**DOCUMENT SECTION**.
---
Meta: This comment has my thoughts about the paper Pitfalls of
Learning a Reward Function Online.
I figure I should post them here so that others looking for comments
on the paper might find them.
I read the paper in back in 2020; it was on my backlog ever since to
think more about it and share my comments. Apologies for the delay,
etc.
Mathematical innovation
First off, I agree with the general observations in the introduction
that there are pitfalls to learning a reward function online, with a
human in the loop.
The paper looks at options for removing some of these pitfalls, or at
least to make them less dangerous. The research agenda pursued by the
paper is one I like a lot, an agenda of mathematical innovation. The
paper mathematically defines certain provable safety properties
(uninfluencability and unriggability), and also explores how useful
these might be.
Similar agendas of of mathematical innovation can be found in the work
of Everitt et al, for example in Agent Incentives: A Causal
Perspective, and in my work, for
example in AGI Agent Safety by Iteratively Improving the Utility
Function. These also use causal
influence diagrams in some way, and try to develop them in a way that
is useful for defining and analyzing AGI safety. My personal
intuition is that we need more of this type of work, this agenda is
important to advancing the field.
The math in the paper
That being said: the bad news is that I believe that the mathematical
route explored by Pitfalls of Learning a Reward Function
Online is most likely a dead end.
Understanding why is of course the interesting bit.
The main issue I will explore is: we have a mathematical property that
we label with the natural language word ‘uninfluencability’. But does
this property actually produce the beneficial ‘uninfluencability’
effects we are after? Section 4 in the paper also explores this
issue, and shows some problems, my main goal here is to add further
insights.
---
**INPUT ROWS**.
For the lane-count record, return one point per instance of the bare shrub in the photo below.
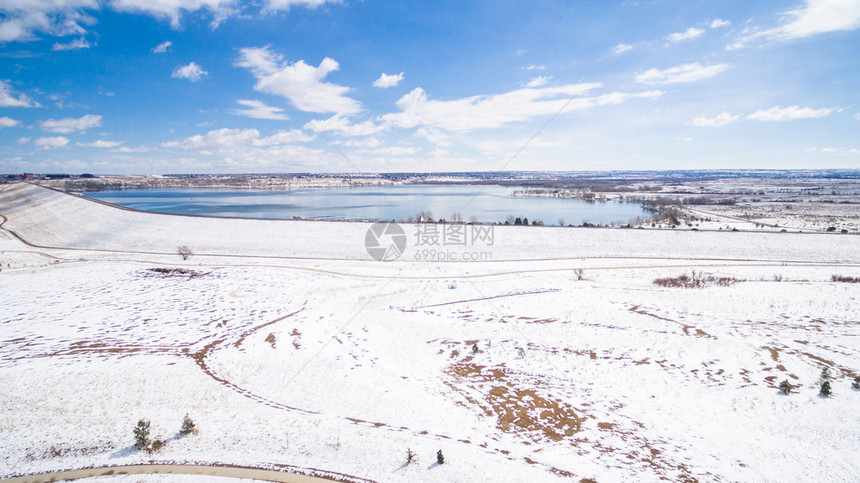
(844, 279)
(184, 252)
(155, 446)
(696, 280)
(141, 434)
(188, 426)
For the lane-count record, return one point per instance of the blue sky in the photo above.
(206, 86)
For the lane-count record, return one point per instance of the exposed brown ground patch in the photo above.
(518, 409)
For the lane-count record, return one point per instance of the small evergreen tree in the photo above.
(187, 426)
(141, 434)
(184, 252)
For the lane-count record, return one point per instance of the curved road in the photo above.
(187, 469)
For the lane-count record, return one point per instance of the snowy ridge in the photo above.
(517, 369)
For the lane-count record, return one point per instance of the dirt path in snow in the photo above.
(176, 469)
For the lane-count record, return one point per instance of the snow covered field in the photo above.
(288, 345)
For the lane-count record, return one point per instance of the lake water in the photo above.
(486, 203)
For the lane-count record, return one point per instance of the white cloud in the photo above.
(276, 5)
(51, 142)
(539, 81)
(101, 143)
(162, 47)
(689, 34)
(300, 83)
(841, 151)
(816, 17)
(126, 149)
(779, 114)
(174, 9)
(394, 150)
(494, 111)
(246, 147)
(9, 98)
(679, 74)
(80, 43)
(386, 80)
(621, 48)
(259, 110)
(8, 122)
(433, 135)
(225, 140)
(720, 120)
(70, 124)
(359, 143)
(192, 72)
(22, 19)
(342, 125)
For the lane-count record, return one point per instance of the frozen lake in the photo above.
(485, 203)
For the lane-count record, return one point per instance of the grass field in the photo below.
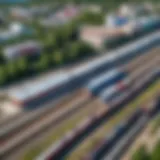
(62, 129)
(101, 132)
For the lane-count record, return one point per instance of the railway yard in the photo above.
(100, 108)
(35, 131)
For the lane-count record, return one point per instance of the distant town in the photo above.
(79, 80)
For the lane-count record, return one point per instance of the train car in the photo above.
(114, 90)
(94, 120)
(38, 91)
(95, 85)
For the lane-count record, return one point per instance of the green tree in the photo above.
(58, 58)
(22, 64)
(156, 152)
(3, 75)
(141, 154)
(12, 69)
(44, 62)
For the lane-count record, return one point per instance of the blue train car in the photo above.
(104, 80)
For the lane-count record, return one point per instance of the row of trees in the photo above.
(143, 154)
(24, 67)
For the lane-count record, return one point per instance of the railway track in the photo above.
(60, 150)
(95, 138)
(11, 131)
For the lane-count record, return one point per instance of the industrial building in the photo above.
(23, 49)
(37, 91)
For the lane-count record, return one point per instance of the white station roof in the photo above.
(38, 86)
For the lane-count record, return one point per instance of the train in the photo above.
(105, 146)
(58, 150)
(96, 84)
(77, 77)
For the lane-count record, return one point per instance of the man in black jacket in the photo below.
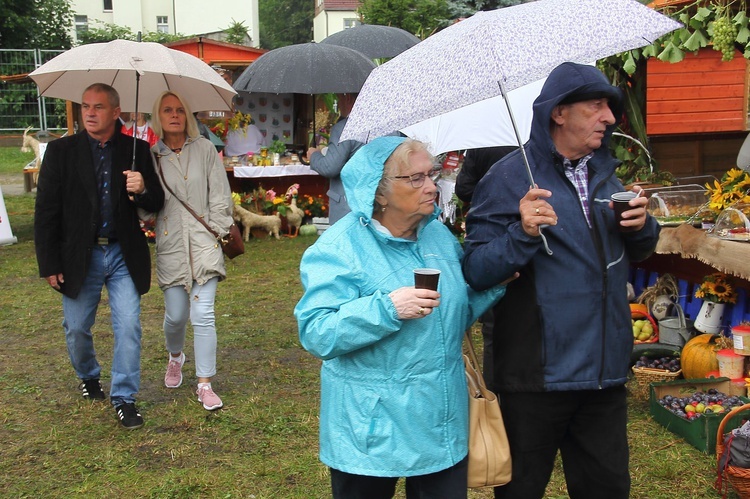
(87, 235)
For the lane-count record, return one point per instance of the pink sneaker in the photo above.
(173, 378)
(210, 400)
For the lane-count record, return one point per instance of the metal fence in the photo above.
(21, 105)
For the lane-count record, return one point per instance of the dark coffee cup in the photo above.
(426, 278)
(620, 202)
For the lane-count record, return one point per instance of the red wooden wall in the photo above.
(700, 94)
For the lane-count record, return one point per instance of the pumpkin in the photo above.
(308, 230)
(699, 356)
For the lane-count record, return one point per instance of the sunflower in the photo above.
(731, 189)
(724, 292)
(716, 287)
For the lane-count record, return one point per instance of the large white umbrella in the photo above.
(142, 69)
(493, 53)
(485, 123)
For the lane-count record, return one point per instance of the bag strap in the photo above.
(188, 208)
(471, 356)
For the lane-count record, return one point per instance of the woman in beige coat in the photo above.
(189, 261)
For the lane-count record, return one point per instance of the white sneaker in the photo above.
(173, 378)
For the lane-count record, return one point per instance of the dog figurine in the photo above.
(248, 219)
(30, 143)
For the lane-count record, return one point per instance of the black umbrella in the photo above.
(307, 68)
(373, 40)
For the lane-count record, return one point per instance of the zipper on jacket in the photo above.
(605, 279)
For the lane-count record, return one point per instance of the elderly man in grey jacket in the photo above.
(330, 163)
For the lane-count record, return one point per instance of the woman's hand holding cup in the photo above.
(413, 303)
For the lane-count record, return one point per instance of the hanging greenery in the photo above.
(720, 24)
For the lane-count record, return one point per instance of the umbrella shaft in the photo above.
(518, 135)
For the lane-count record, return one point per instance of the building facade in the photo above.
(186, 17)
(332, 16)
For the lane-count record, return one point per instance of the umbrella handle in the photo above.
(525, 158)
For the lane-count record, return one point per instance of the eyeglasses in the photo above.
(417, 179)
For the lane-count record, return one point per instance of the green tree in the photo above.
(35, 24)
(54, 18)
(421, 17)
(237, 33)
(106, 33)
(16, 23)
(285, 22)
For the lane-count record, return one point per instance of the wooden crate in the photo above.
(700, 94)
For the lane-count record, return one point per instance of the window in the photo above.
(350, 23)
(162, 24)
(82, 25)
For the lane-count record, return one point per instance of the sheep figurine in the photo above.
(248, 220)
(294, 214)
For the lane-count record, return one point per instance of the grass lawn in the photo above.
(263, 444)
(12, 160)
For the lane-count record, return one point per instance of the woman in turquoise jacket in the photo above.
(393, 393)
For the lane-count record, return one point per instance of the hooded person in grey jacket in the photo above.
(562, 335)
(189, 261)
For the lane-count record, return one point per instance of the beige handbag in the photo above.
(489, 451)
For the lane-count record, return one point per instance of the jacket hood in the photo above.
(571, 82)
(362, 173)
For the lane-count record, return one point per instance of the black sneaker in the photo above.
(129, 416)
(91, 389)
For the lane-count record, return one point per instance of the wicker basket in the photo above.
(738, 477)
(644, 376)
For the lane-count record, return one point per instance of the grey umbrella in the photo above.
(307, 68)
(373, 40)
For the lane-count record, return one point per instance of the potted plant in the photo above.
(277, 148)
(716, 291)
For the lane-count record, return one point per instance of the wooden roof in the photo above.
(214, 52)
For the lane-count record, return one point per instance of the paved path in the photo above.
(12, 184)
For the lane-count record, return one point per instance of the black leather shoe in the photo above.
(91, 389)
(129, 416)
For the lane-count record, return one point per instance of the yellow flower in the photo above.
(716, 287)
(731, 189)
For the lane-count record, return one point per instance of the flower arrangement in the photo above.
(313, 206)
(239, 121)
(292, 191)
(148, 230)
(734, 187)
(717, 288)
(277, 147)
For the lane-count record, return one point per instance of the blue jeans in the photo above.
(107, 268)
(198, 305)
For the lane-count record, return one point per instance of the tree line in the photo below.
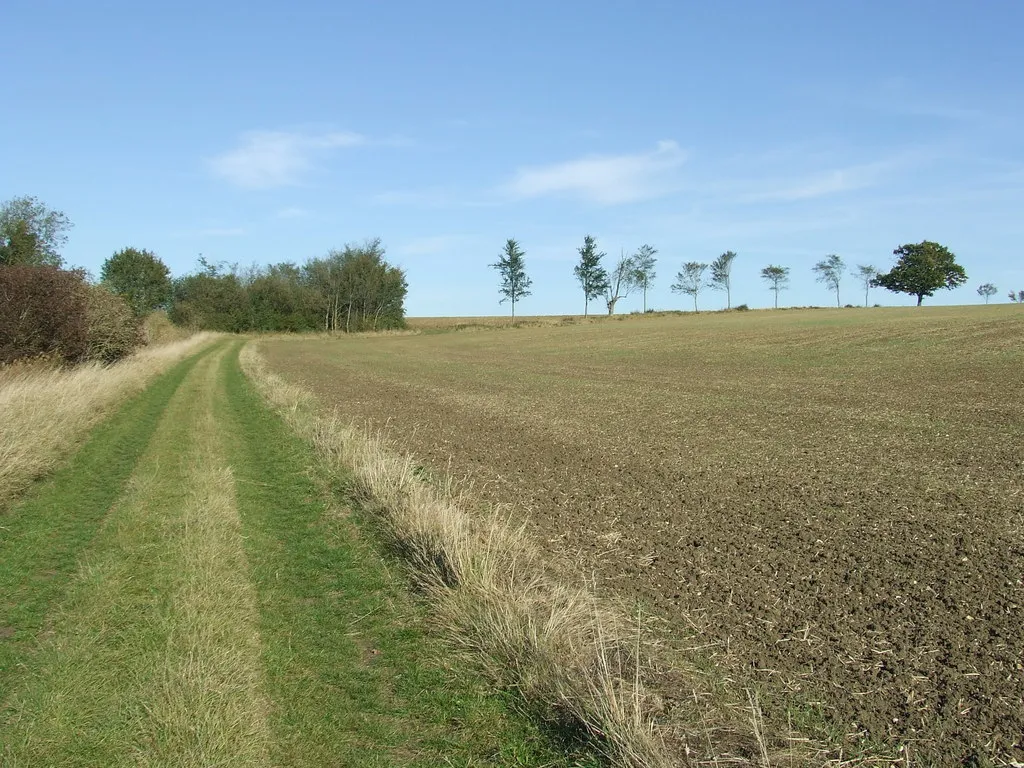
(47, 309)
(921, 269)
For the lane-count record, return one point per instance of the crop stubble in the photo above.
(830, 503)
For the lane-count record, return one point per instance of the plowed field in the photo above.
(830, 502)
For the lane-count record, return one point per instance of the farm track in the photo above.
(830, 505)
(184, 593)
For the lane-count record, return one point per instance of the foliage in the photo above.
(114, 330)
(42, 312)
(353, 289)
(512, 269)
(644, 262)
(922, 269)
(31, 233)
(865, 275)
(622, 281)
(987, 290)
(140, 278)
(829, 271)
(721, 275)
(777, 278)
(689, 281)
(593, 278)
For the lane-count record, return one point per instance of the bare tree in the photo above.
(644, 261)
(865, 273)
(829, 271)
(689, 281)
(777, 279)
(721, 275)
(622, 281)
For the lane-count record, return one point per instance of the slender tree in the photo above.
(922, 269)
(593, 278)
(721, 275)
(644, 261)
(622, 281)
(777, 279)
(512, 269)
(829, 271)
(865, 273)
(689, 281)
(31, 233)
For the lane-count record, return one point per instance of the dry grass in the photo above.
(45, 411)
(573, 658)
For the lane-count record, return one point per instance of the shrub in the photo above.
(114, 331)
(42, 312)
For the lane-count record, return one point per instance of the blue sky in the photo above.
(264, 132)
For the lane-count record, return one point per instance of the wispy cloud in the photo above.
(292, 212)
(605, 179)
(267, 159)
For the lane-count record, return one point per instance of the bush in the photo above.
(42, 312)
(114, 331)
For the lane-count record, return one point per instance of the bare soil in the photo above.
(827, 506)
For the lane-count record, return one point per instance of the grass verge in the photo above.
(45, 413)
(353, 676)
(571, 657)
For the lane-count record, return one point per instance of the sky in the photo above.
(257, 132)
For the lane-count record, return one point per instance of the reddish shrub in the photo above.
(43, 311)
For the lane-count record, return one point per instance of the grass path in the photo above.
(184, 593)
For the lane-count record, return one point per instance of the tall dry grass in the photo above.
(573, 657)
(46, 411)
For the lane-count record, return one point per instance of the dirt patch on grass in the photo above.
(828, 506)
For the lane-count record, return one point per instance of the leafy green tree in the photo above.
(922, 269)
(829, 271)
(987, 290)
(865, 274)
(777, 279)
(721, 275)
(139, 278)
(512, 269)
(644, 262)
(31, 233)
(689, 281)
(622, 281)
(593, 278)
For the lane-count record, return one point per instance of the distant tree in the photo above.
(922, 269)
(829, 271)
(622, 281)
(777, 279)
(644, 262)
(31, 233)
(511, 267)
(865, 273)
(721, 275)
(593, 278)
(689, 281)
(139, 278)
(987, 290)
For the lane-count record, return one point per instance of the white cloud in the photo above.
(607, 179)
(268, 159)
(292, 212)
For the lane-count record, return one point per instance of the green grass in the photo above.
(357, 679)
(43, 537)
(186, 592)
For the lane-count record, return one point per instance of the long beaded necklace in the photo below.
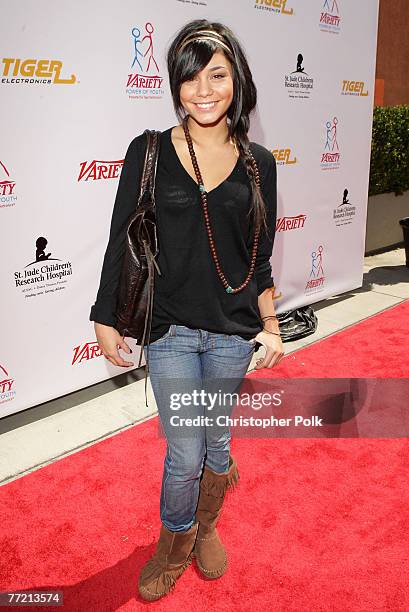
(203, 197)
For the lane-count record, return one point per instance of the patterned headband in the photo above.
(201, 35)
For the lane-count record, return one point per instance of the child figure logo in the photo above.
(345, 211)
(41, 243)
(330, 18)
(40, 276)
(316, 280)
(298, 82)
(145, 81)
(330, 158)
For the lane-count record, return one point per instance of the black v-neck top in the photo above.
(189, 291)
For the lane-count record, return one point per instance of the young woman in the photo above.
(213, 307)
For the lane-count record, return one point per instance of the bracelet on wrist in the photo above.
(268, 332)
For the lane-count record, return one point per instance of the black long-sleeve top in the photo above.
(189, 291)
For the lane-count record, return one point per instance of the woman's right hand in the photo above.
(110, 340)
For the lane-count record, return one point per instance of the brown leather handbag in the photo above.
(135, 297)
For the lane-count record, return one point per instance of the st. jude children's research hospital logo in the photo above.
(345, 211)
(41, 276)
(144, 82)
(299, 83)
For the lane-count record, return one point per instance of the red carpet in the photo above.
(314, 525)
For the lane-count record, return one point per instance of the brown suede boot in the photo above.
(172, 556)
(209, 551)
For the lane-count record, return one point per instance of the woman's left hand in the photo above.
(274, 350)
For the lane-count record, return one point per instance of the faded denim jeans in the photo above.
(193, 358)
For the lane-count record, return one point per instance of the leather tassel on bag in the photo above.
(136, 289)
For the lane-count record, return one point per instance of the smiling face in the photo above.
(207, 96)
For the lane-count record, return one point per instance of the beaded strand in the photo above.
(203, 197)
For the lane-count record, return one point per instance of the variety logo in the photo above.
(330, 18)
(345, 212)
(87, 351)
(7, 188)
(7, 392)
(330, 158)
(288, 223)
(283, 157)
(354, 88)
(97, 170)
(47, 72)
(299, 83)
(144, 82)
(195, 2)
(316, 279)
(39, 278)
(274, 6)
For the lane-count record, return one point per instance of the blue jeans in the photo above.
(186, 360)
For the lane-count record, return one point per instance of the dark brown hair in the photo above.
(190, 59)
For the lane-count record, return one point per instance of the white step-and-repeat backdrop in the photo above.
(80, 79)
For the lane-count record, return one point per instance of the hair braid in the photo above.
(258, 207)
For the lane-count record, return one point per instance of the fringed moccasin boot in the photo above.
(210, 554)
(172, 556)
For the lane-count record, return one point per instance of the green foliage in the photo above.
(390, 150)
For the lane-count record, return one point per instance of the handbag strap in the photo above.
(150, 166)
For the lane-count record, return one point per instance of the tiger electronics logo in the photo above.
(47, 72)
(274, 6)
(285, 224)
(316, 280)
(97, 170)
(330, 158)
(41, 277)
(87, 351)
(345, 211)
(7, 188)
(354, 88)
(144, 82)
(299, 83)
(283, 157)
(7, 393)
(330, 18)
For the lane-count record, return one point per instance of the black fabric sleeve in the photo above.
(103, 311)
(268, 175)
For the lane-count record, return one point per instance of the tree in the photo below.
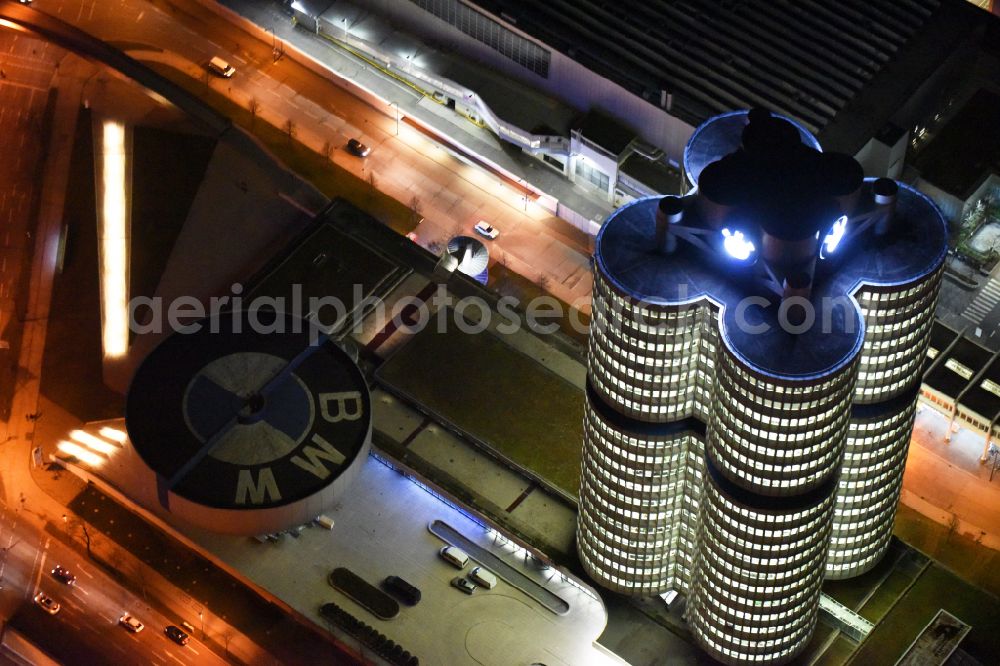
(254, 108)
(415, 209)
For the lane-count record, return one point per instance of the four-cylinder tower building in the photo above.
(754, 365)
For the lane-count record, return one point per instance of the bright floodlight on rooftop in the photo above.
(736, 245)
(833, 238)
(114, 241)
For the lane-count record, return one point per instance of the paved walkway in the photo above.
(946, 482)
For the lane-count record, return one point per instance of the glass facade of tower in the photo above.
(741, 469)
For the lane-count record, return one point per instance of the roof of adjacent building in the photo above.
(968, 372)
(802, 59)
(605, 131)
(655, 174)
(914, 247)
(966, 149)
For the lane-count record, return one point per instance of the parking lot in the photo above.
(382, 529)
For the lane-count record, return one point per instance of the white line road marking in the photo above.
(41, 565)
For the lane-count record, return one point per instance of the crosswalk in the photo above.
(984, 302)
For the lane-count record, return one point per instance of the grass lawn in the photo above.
(498, 395)
(972, 561)
(330, 179)
(935, 588)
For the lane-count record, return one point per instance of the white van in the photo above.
(221, 67)
(454, 556)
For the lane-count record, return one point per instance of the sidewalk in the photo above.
(946, 482)
(533, 242)
(475, 139)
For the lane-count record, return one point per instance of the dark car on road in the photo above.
(355, 147)
(463, 584)
(63, 575)
(176, 634)
(402, 590)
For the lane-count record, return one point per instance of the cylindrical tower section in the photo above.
(755, 590)
(869, 486)
(773, 455)
(898, 322)
(636, 530)
(643, 359)
(898, 315)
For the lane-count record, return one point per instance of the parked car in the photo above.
(176, 634)
(358, 148)
(63, 575)
(483, 578)
(454, 556)
(463, 584)
(219, 66)
(487, 230)
(402, 590)
(131, 624)
(47, 603)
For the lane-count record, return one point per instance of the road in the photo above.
(26, 69)
(451, 194)
(946, 482)
(87, 623)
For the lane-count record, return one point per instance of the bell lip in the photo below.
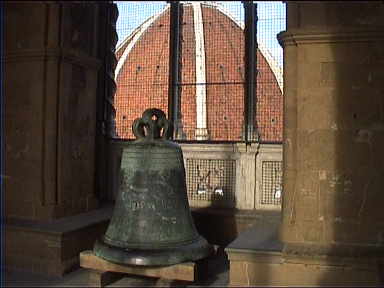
(154, 257)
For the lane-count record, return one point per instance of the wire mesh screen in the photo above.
(142, 52)
(211, 180)
(269, 110)
(212, 70)
(271, 183)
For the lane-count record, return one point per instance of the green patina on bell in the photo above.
(151, 223)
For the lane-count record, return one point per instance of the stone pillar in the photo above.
(54, 87)
(333, 219)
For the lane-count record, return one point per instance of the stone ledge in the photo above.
(53, 247)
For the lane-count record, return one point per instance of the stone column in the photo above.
(333, 219)
(55, 83)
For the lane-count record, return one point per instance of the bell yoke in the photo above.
(151, 223)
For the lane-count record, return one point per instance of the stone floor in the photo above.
(218, 267)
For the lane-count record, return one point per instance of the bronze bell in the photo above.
(151, 223)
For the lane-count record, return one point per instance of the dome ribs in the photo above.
(143, 78)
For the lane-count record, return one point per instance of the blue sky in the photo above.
(271, 19)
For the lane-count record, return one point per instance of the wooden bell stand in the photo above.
(103, 272)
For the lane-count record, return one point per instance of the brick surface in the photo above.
(143, 80)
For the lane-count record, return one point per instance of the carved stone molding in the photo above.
(300, 36)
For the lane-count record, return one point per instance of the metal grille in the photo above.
(269, 107)
(271, 183)
(211, 179)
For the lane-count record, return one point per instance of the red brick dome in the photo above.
(212, 52)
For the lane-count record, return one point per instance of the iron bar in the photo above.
(250, 131)
(174, 67)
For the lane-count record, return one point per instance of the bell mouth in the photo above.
(194, 251)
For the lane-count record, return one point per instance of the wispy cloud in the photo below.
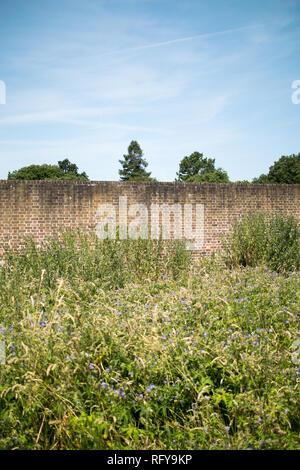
---
**WHAT TO DO**.
A - In the comment on learning a reward function online, which two safety properties does the paper define mathematically?
B - In the records, take the lines from the one containing "dome in the photo above." through the end of the records, with both ends included. Give those lines again with every "instance" swapped for "occurrence", and leave out the pictures.
The records have no connection to the comment.

**ANSWERS TO THE EXERCISES**.
A - Uninfluencability and unriggability.

B -
For the lane-count record, return one point per occurrence of the red brick dome in the photo above.
(212, 52)
For the lane-count record, return one point per occurrence of the iron bar in the photo above.
(250, 131)
(174, 67)
For the lane-count record, return one point per occurrence of the bell mouth in the photo above.
(194, 251)
For the lane-count record, return one point per occurrence of the wispy cloud in the photo below.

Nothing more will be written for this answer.